▶ _TASK TO CARRY OUT_: Excluding pictures, what does the listing below contain from the line with "Q: Indicate one point per instance of the dark cloud" up to and including the line with "Target: tree", word for word?

▶ _DATA IN THIS EXERCISE_:
::::::::

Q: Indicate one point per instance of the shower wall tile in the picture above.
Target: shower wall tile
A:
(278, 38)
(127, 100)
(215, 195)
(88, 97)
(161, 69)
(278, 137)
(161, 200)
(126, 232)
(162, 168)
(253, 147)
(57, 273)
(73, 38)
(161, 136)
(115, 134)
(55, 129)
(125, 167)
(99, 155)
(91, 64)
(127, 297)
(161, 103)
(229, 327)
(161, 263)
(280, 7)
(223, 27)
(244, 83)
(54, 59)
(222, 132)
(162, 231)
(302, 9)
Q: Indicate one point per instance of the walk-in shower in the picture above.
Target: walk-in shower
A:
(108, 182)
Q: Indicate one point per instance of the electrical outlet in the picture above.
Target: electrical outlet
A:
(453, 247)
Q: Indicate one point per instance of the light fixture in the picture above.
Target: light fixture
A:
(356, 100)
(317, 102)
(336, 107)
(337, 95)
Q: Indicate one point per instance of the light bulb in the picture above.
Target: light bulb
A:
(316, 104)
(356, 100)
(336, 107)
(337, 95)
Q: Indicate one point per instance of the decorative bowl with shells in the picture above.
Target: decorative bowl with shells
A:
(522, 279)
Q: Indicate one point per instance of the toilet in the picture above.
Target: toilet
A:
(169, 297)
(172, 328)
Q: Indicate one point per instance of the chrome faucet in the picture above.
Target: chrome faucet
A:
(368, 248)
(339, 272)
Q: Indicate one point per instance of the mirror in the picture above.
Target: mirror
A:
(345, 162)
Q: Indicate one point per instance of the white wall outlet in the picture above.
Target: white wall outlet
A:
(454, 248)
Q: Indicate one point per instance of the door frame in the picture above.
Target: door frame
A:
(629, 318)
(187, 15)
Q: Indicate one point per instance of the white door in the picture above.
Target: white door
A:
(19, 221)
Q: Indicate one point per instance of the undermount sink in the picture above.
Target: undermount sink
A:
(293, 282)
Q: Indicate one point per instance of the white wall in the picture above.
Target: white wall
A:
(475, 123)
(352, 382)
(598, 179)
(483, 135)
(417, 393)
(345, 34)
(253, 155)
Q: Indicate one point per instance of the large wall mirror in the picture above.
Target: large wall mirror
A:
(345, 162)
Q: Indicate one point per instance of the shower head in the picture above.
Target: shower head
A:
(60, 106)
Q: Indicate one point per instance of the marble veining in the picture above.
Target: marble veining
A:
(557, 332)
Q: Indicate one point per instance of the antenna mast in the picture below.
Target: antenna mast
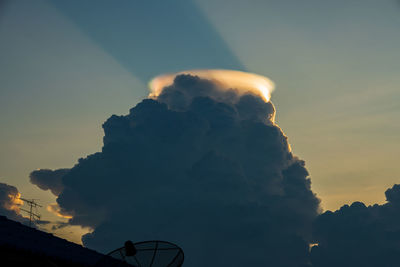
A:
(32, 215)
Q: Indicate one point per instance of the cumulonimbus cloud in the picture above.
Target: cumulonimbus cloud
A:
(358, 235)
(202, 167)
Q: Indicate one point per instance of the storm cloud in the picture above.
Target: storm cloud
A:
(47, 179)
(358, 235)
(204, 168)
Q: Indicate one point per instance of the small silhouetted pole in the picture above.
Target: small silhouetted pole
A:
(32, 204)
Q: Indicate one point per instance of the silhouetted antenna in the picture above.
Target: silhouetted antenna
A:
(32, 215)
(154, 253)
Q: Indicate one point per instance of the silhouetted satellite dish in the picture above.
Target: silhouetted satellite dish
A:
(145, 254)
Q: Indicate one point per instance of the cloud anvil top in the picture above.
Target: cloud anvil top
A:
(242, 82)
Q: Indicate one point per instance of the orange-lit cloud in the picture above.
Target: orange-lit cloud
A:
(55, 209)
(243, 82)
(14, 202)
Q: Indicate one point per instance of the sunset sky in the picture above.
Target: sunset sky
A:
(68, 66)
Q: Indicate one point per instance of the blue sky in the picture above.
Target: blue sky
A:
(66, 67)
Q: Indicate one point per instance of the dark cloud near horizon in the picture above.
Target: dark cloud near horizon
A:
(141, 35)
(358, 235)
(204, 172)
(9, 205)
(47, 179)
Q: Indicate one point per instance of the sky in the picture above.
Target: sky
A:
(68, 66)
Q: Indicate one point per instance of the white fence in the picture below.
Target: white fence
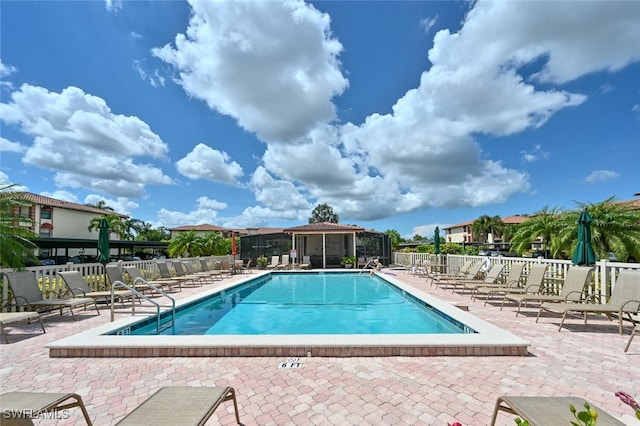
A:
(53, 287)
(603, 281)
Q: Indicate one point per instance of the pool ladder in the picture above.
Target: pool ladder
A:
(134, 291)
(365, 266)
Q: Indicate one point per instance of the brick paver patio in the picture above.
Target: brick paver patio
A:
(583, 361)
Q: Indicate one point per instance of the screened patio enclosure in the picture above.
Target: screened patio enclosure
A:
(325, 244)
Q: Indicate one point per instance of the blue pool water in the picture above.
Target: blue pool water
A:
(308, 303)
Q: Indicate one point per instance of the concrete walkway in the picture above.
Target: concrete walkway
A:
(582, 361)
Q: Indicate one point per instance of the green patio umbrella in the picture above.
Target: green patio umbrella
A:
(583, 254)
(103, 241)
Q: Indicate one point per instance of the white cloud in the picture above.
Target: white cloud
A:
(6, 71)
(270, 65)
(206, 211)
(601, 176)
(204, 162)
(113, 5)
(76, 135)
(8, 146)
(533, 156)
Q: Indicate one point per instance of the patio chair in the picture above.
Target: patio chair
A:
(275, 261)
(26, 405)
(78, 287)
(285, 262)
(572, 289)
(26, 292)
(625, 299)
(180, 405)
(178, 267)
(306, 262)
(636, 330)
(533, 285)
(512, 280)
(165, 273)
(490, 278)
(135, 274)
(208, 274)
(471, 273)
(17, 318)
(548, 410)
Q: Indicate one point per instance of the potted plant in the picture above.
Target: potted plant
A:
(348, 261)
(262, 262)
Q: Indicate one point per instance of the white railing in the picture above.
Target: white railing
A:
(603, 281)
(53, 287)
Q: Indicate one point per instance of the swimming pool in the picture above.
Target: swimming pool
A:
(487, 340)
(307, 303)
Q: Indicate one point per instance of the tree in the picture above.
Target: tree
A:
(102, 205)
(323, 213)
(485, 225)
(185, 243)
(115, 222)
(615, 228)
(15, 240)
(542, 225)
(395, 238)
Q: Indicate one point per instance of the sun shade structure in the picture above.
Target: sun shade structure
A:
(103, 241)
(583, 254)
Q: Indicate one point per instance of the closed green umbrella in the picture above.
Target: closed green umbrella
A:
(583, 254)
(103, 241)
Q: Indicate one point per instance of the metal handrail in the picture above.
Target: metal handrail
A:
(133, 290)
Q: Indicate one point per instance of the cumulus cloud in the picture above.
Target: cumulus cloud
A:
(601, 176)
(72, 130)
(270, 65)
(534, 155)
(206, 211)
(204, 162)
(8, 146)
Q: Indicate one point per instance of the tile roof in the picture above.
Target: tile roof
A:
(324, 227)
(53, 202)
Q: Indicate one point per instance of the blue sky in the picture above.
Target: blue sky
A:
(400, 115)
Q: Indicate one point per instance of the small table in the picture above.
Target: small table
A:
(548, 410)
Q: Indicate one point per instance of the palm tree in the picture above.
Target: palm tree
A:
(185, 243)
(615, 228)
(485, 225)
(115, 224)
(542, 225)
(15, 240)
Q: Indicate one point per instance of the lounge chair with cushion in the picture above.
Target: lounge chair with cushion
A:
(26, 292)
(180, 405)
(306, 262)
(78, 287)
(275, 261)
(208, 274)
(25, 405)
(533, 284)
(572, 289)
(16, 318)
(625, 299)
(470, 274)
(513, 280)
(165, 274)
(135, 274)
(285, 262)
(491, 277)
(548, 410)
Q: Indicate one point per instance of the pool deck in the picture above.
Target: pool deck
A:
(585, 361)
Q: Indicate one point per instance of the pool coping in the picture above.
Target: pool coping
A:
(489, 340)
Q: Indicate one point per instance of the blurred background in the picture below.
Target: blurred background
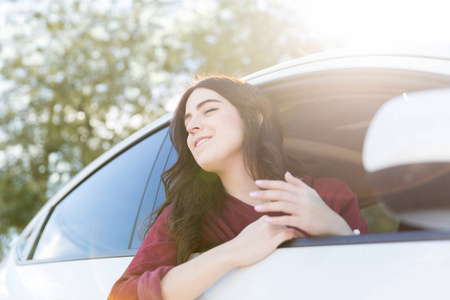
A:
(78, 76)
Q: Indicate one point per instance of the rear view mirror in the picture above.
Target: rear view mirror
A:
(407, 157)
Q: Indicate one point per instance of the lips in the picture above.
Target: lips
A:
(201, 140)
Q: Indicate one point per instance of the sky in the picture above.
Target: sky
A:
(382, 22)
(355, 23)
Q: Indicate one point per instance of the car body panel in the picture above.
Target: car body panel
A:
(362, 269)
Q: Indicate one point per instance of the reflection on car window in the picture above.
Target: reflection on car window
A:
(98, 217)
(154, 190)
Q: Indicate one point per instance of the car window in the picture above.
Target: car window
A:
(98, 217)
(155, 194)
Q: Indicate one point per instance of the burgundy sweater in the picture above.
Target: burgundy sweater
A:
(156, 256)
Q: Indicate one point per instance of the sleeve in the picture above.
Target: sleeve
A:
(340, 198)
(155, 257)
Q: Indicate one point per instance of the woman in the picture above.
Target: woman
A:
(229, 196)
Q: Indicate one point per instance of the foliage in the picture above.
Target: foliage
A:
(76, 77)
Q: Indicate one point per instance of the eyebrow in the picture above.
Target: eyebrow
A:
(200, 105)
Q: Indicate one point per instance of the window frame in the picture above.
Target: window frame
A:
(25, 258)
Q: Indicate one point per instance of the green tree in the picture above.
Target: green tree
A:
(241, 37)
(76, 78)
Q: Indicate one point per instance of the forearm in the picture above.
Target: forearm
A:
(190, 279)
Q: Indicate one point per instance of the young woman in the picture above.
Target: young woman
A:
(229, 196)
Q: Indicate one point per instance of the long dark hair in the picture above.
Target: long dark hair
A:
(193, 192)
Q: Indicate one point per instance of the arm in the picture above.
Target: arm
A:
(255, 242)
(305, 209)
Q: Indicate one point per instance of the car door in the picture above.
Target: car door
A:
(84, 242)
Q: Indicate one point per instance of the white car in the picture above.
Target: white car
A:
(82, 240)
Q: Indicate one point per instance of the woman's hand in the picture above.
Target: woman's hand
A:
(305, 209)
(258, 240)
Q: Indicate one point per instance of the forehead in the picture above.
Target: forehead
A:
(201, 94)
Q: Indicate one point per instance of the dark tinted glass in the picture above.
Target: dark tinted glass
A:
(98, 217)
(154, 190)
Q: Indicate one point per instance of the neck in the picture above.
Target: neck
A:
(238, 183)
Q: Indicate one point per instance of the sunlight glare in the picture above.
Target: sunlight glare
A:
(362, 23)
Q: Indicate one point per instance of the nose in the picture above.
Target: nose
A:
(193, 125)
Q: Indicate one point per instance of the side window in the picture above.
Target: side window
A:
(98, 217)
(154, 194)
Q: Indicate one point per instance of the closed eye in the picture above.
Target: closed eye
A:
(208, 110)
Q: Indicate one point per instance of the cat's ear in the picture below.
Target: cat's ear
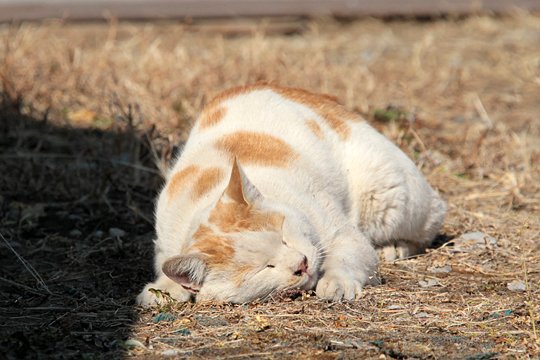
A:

::::::::

▶ _SOLVED PROBLEM_:
Q: Indicate one point per instance of the dark cloud near horizon in the picture above.
Target: dark cloud near horizon
A:
(141, 35)
(358, 235)
(204, 172)
(9, 205)
(47, 179)
Q: Indicate one point per instance of the sky in the picture above.
Target: sky
A:
(68, 66)
Q: Indicate one point per instance of the white fence in the picture below.
Target: white fence
A:
(53, 287)
(603, 281)
Q: Indicate one point per instance of the pool ladder in the picture above.
Target: pool ladder
A:
(134, 291)
(365, 266)
Q: Indicate one point per instance of the brick paver patio in the picture above.
Target: brick paver patio
A:
(583, 361)
Q: Indicate one point per instance of the screened patio enclosure in the picture above.
Target: screened patio enclosure
A:
(325, 244)
Q: Indicate one point per instance of the blue pool water in the picture above.
Target: blue pool water
A:
(308, 303)
Q: Indicate one point per instance of the concrete walkway in the picture above.
Target: concrete walkway
A:
(582, 361)
Q: Indicate one point per instance of the green patio umbrella in the picture above.
Target: green patio umbrella
A:
(583, 254)
(103, 241)
Q: Indicate one point per instance of the white cloud in the picture above.
Target: white cloud
A:
(6, 71)
(270, 65)
(206, 211)
(601, 176)
(204, 162)
(113, 5)
(76, 135)
(8, 146)
(533, 156)
Q: Indicate one point per instance of the patio chair in the picture above.
Target: patio chair
A:
(275, 261)
(26, 405)
(78, 287)
(285, 262)
(572, 289)
(26, 292)
(625, 299)
(180, 405)
(178, 267)
(306, 262)
(636, 330)
(533, 285)
(512, 280)
(165, 273)
(490, 278)
(135, 274)
(208, 274)
(471, 273)
(17, 318)
(548, 410)
Q: Indicate one point per instance of the potted plant in the picture above.
Target: potted plant
A:
(348, 261)
(262, 262)
Q: Indicate one point per instance of the white railing in the picture above.
Target: white railing
A:
(603, 281)
(53, 287)
Q: Indicate one point per instance of the swimming pool in the picture above.
Target: swimming pool
A:
(487, 340)
(307, 303)
Q: Indicate one point per instance of the tree in the picture above.
Target: tree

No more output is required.